* [Task prompt]: What you return should be the full listing, word for word, without a single image.

* [Data for the task]:
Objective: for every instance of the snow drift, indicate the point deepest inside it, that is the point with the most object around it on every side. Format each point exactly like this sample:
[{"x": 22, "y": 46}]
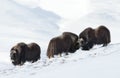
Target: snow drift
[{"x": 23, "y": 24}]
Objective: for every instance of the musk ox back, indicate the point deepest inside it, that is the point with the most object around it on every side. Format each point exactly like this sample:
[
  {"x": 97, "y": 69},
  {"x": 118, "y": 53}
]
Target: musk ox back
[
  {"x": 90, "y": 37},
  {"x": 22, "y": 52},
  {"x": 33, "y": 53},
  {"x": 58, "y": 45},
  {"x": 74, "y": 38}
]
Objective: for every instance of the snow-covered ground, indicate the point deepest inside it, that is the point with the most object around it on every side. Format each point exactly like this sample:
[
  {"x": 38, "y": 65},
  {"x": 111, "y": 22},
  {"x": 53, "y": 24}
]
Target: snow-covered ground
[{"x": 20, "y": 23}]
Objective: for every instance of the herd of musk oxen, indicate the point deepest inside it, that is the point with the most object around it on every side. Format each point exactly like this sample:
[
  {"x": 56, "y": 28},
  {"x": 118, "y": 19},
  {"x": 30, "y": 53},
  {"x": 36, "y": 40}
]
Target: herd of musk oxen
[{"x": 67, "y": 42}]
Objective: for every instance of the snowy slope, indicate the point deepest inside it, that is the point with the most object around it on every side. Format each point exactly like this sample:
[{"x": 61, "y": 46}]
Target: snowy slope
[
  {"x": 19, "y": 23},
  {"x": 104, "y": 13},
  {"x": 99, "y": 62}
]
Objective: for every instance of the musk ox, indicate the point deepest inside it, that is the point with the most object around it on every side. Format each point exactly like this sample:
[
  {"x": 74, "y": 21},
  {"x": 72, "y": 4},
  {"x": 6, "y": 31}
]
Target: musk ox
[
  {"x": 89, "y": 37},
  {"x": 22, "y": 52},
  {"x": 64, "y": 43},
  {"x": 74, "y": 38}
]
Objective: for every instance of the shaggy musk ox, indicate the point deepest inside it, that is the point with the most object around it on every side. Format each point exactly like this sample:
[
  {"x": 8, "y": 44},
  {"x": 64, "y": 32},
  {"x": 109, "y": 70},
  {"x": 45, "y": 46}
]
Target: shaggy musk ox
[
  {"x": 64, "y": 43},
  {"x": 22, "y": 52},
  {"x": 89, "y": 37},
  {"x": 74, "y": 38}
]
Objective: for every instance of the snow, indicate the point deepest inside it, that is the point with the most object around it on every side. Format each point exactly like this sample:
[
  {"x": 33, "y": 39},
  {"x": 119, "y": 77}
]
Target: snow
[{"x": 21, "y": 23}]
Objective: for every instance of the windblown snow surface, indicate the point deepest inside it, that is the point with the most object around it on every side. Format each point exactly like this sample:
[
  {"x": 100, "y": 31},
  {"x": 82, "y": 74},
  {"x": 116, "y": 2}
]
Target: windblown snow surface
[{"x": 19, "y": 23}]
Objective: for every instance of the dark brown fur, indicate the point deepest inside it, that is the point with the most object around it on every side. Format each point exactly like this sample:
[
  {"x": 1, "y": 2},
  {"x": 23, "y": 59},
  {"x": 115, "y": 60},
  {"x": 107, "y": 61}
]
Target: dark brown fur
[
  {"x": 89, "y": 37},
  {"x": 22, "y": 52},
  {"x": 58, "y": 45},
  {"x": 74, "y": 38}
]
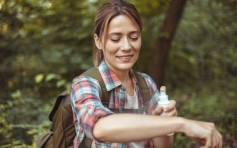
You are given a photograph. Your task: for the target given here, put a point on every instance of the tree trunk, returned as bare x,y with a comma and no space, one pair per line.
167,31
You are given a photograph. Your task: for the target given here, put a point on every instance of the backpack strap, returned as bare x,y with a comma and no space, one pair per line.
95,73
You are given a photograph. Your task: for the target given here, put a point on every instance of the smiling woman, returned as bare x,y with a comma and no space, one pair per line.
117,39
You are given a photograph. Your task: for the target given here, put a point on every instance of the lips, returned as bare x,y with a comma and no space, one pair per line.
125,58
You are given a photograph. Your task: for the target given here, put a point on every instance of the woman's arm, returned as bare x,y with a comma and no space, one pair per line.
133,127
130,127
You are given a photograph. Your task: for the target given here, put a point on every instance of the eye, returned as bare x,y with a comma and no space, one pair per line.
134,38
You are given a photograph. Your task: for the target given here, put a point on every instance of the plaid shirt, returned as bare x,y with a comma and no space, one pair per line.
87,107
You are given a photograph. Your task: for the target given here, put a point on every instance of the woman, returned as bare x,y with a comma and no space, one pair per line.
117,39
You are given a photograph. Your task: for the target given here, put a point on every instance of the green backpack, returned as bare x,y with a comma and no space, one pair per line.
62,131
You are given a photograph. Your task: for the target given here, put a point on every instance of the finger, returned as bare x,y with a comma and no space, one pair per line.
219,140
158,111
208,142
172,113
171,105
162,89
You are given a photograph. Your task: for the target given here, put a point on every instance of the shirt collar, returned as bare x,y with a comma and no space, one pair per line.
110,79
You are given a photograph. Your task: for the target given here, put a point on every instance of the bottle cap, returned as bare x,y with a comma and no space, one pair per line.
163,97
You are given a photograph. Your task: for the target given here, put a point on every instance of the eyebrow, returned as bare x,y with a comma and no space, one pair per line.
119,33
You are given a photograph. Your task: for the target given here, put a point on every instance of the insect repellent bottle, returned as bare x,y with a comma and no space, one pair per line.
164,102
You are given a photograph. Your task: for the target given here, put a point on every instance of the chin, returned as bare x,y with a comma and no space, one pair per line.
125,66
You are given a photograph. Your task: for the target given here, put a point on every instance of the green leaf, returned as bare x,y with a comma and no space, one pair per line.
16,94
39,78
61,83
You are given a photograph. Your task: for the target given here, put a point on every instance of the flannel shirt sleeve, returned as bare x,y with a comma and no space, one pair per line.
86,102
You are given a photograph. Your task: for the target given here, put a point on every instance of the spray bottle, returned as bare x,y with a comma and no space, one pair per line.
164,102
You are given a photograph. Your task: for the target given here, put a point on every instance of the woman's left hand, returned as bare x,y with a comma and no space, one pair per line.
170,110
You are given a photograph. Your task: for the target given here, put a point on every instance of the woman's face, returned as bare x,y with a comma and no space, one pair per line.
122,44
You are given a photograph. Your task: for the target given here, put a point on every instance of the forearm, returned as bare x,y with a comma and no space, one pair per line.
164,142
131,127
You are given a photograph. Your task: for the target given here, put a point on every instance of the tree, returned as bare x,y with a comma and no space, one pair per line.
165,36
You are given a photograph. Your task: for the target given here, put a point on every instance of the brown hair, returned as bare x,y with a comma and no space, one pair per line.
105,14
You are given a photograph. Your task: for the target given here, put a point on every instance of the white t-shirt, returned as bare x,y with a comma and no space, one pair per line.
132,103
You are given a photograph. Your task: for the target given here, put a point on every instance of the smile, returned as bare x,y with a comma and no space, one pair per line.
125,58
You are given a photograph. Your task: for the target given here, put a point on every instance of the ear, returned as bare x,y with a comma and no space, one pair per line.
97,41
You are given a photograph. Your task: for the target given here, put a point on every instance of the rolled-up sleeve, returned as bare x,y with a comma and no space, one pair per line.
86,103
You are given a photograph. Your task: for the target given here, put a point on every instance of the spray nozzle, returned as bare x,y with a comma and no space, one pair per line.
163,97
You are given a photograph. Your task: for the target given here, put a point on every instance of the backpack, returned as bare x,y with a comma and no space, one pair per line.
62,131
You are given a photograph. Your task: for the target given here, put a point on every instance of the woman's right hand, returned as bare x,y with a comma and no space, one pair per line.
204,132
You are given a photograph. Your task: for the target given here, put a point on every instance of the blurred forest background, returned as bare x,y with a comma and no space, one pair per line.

* [Solution for this exercise]:
Objective: for every instance of the snow drift, indicate the point deepest inside it, that is the point with the most object around it on every side. Format each point exactly like this sample:
[{"x": 22, "y": 46}]
Target: snow drift
[{"x": 23, "y": 24}]
Objective: for every instance of the musk ox back, indicate the point deepest inside it, that is the point with the most object around it on every side. Format each point exactly like this sample:
[
  {"x": 97, "y": 69},
  {"x": 118, "y": 53}
]
Target: musk ox back
[
  {"x": 90, "y": 37},
  {"x": 22, "y": 52},
  {"x": 33, "y": 53},
  {"x": 58, "y": 45},
  {"x": 74, "y": 38}
]
Objective: for every instance of the snow-covered ground, indicate the point deepest inside it, that is the point with the most object around it on every side. Format each point exactly like this sample:
[
  {"x": 38, "y": 65},
  {"x": 111, "y": 22},
  {"x": 53, "y": 24}
]
Target: snow-covered ground
[{"x": 20, "y": 23}]
Objective: for every instance of the herd of musk oxen, indicate the point deepest inside it, that is the point with the most object around it on every side. Format each point exactly like this sample:
[
  {"x": 56, "y": 28},
  {"x": 118, "y": 19},
  {"x": 30, "y": 53},
  {"x": 36, "y": 40}
]
Target: herd of musk oxen
[{"x": 67, "y": 42}]
Objective: for every instance of the snowy slope, indicate the point deepest inside it, that is the point with the most object around it on every side. Format each point exactly like this sample:
[{"x": 61, "y": 46}]
Target: snowy slope
[
  {"x": 19, "y": 23},
  {"x": 104, "y": 13},
  {"x": 99, "y": 62}
]
Objective: for every instance of the musk ox, indicate the point deepest inside it, that is the point with the most object around it on every side. Format each point exactly like this sample:
[
  {"x": 74, "y": 21},
  {"x": 72, "y": 4},
  {"x": 6, "y": 31}
]
Target: musk ox
[
  {"x": 89, "y": 37},
  {"x": 22, "y": 52},
  {"x": 64, "y": 43},
  {"x": 74, "y": 38}
]
Objective: for every instance of the shaggy musk ox, indicate the point deepest inside it, that is the point with the most object around it on every side. Format each point exactly like this sample:
[
  {"x": 8, "y": 44},
  {"x": 64, "y": 32},
  {"x": 109, "y": 70},
  {"x": 45, "y": 46}
]
Target: shaggy musk ox
[
  {"x": 64, "y": 43},
  {"x": 22, "y": 52},
  {"x": 89, "y": 37},
  {"x": 74, "y": 38}
]
Objective: for every instance of the snow, indicate the point deepest inside it, that is the point with the most object around it on every side. Format each point exactly like this sample:
[
  {"x": 33, "y": 39},
  {"x": 119, "y": 77}
]
Target: snow
[{"x": 21, "y": 23}]
Objective: for every instance of the windblown snow surface, indicate the point deepest inside it, that is the point with the most object around it on every side. Format each point exactly like this sample:
[
  {"x": 100, "y": 31},
  {"x": 82, "y": 74},
  {"x": 116, "y": 2}
]
Target: windblown snow surface
[{"x": 19, "y": 23}]
Objective: for every instance of the dark brown fur, indicate the point deepest inside it, that is the point with the most object around it on every side. Format each point exactly like this sample:
[
  {"x": 1, "y": 2},
  {"x": 23, "y": 59},
  {"x": 115, "y": 60},
  {"x": 107, "y": 61}
]
Target: dark brown fur
[
  {"x": 89, "y": 37},
  {"x": 22, "y": 52},
  {"x": 58, "y": 45},
  {"x": 74, "y": 38}
]
You are given a photograph. Your task: for the target given here, put a point on every instance of the tree trunk, returned as bare x,y with a comma and no space, one pair per line.
167,31
You are given a photograph. Your task: for the target given here, put a point on every instance of the backpack strap, returned as bare x,y with a comma and no space, one pair per line.
95,73
You are given a photograph. Your task: for the target given here, put a point on every instance of the smiling woman, returned as bare x,y with a comma and no space, one pair per line.
117,39
You are given a photograph. Your task: for the target given here, put a point on every instance of the lips, returned as bare x,y with a comma and no space, one pair per line.
125,58
You are given a photograph. Your task: for the target given here, put a point on every instance of the woman's arm, returned as bare x,y with a comma and no space, one pair per line.
133,127
130,127
You are given a photograph. Your task: for the target given here, put a point on every instance of the eye, returned as bare x,y with a comma and no space, one pair per line.
134,38
You are given a photograph. Your task: for the target given here, put a point on every instance of the plaid shirt, returned as bare x,y with a comma and no space, one pair per line.
87,107
You are given a photograph. Your task: for the target given here, put a point on every instance of the woman, returned as bare x,y with a comma and no space, one pair per line.
117,39
You are given a photograph. Your task: for the target given here, put a point on every instance of the green backpack, returned as bare x,y with a comma and no space, one pair per line.
62,131
You are given a photograph. Your task: for the target given here, put a point on every instance of the finger, returned as bare x,y with a comma and no space, one pair per line.
219,140
158,111
208,142
172,113
171,105
162,89
You are given a photograph. Your task: for the target given here, put a point on every instance of the shirt collar, returned as bare x,y with a comma and no space, one pair per line.
110,79
You are given a photograph. Your task: for the target given here, put a point on every instance of the bottle cap, returned as bare x,y with a comma and no space, one pair per line.
163,97
You are given a photograph. Your task: for the target given here, put a point on every instance of the eyebrow, returned as bare x,y with a comma and no space, one pair per line.
119,33
You are given a photograph. Your task: for the target given here, put a point on every instance of the insect repellent bottle, returned as bare x,y with a comma and no space, one pair per line.
164,102
You are given a photograph. Your task: for the target given here, put a point on every instance of the chin, returned as bare x,y with a comma and no space, one pair per line.
125,66
You are given a photograph. Your task: for the target given here, put a point on every instance of the green leaf, returned as bare x,y with a comma and no space, one pair per line.
16,94
39,78
61,83
You are given a photograph. Your task: for the target given here, put a point on every instance of the flannel shirt sleeve, returned as bare x,y with a comma and no space, one pair per line.
86,102
You are given a photograph. Your task: for the target given here, put a point on every instance of the spray bottle, returned as bare x,y with a comma and no space, one pair per line.
164,102
You are given a photograph. Your task: for the target given here, put a point on every instance of the woman's left hand, returned as bare x,y with a comma and no space, one pair per line.
170,110
You are given a photograph. Your task: for the target given here, put a point on every instance of the woman's face, returned as bare x,y with a comma and no space, one pair per line.
122,44
You are given a photograph. Your task: for the target given here, put a point on every instance of the forearm, returned as bare x,y with a comma and no space, one pair per line.
164,142
131,127
You are given a photograph. Your task: for the target given here, put a point on every instance of the tree, returned as bare x,y with a comma and no space, one pair per line.
165,36
You are given a photograph. Your task: for the target given here, put a point on every instance of the brown hair, returned as bare x,y with a comma and no space, one pair per line.
105,14
You are given a photograph. Your task: for the target given here, put a point on every instance of the white t-shirt, returned as bare x,y with a comma and no space, one pair per line.
132,103
You are given a photograph. Your task: for the target given here, put a point on every instance of the smile, returned as bare x,y with a comma and no space, one pair per line.
125,58
You are given a photograph. Your task: for the target given here, put a point on every instance of the ear, returned as bare x,y with a comma and no space, one pair per line.
97,41
You are given a photograph. Your task: for the target given here, put a point on every instance of the rolled-up sleeve, returned as bare x,y with a comma and no space, one pair per line.
86,103
You are given a photograph. Your task: for the target given here, put a point on every instance of the spray nozzle, returned as bare x,y with a comma and no space, one pair per line.
163,97
You are given a photograph. Your task: for the target given here, put a point on every instance of the backpack, returned as bare x,y with a comma and no space, one pair per line.
62,131
You are given a photograph. Your task: for the target given here, put a point on every instance of the woman's right hand, returned as bare x,y with a comma and no space, one pair per line.
204,132
You are given a photograph. Your task: for the target given here, put a point on every instance of the blurred forest background, returned as bare x,y with a comma and no space, one pair per line.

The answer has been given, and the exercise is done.